Exercise details: Arrange the items below, from the first line through the line containing "point(252, 68)", as a Markdown table with the columns "Row" and "Line". Number each line and leave out blank lines.

Data for this task:

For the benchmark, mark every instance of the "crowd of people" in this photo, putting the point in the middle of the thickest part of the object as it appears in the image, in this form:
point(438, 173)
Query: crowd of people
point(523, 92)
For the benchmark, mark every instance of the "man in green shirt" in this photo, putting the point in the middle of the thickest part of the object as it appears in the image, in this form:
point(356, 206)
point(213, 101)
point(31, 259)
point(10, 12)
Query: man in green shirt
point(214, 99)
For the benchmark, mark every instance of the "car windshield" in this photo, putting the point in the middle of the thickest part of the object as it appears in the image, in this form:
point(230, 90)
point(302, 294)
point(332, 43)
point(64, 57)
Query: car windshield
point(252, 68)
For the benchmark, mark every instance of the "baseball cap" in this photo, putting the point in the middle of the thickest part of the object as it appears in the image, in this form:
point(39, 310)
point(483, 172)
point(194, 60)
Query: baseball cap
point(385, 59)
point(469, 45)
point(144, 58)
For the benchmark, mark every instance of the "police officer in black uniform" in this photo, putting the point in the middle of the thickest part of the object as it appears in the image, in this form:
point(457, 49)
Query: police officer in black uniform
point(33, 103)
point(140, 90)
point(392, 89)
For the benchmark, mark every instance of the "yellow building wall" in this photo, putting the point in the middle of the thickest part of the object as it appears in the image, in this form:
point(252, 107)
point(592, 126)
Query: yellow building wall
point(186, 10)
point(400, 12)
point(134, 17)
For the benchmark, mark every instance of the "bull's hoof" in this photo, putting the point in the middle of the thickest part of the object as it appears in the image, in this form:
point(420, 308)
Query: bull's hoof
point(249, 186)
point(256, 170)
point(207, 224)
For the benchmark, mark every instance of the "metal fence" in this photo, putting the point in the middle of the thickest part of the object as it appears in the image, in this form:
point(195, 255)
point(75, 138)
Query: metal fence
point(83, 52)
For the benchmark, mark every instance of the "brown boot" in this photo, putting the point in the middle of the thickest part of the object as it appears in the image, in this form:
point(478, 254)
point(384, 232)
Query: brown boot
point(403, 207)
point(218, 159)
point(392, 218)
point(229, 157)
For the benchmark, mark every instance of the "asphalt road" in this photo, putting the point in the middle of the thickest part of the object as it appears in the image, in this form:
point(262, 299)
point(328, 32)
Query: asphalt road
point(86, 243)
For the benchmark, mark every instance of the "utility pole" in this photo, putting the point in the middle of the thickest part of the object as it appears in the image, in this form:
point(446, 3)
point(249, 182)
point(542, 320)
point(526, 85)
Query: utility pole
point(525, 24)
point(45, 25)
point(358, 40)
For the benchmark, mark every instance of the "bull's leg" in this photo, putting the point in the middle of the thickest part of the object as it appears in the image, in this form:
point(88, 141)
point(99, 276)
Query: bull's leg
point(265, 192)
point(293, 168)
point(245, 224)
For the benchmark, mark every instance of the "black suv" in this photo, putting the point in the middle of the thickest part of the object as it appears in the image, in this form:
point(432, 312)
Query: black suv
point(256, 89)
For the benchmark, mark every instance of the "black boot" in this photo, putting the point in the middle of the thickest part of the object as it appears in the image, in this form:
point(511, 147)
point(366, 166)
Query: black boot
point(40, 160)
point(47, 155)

Written answer:
| Row | Line |
|---|---|
| 1 | For the benchmark, mark every instance of the "crowd of people" in this photo, putting the point in the middle of the thickest part of the object as it appears in the image, in this form: |
| 2 | point(438, 173) |
| 3 | Query: crowd of people |
| 4 | point(523, 92) |
| 5 | For the benchmark, mark every instance of the "man in green shirt" in this photo, putting the point in the middle of the thickest part of the object as it appears in the image, in this form: |
| 6 | point(356, 206) |
| 7 | point(213, 101) |
| 8 | point(31, 259) |
| 9 | point(10, 12) |
| 10 | Query: man in green shirt |
| 11 | point(214, 99) |
| 12 | For the benchmark, mark every instance of the "car windshield" in this photo, putting the point in the middle of the thickest part of the object as it appears in the image, in this form: |
| 13 | point(230, 90) |
| 14 | point(302, 294) |
| 15 | point(332, 43) |
| 16 | point(64, 57) |
| 17 | Query: car windshield |
| 18 | point(252, 68) |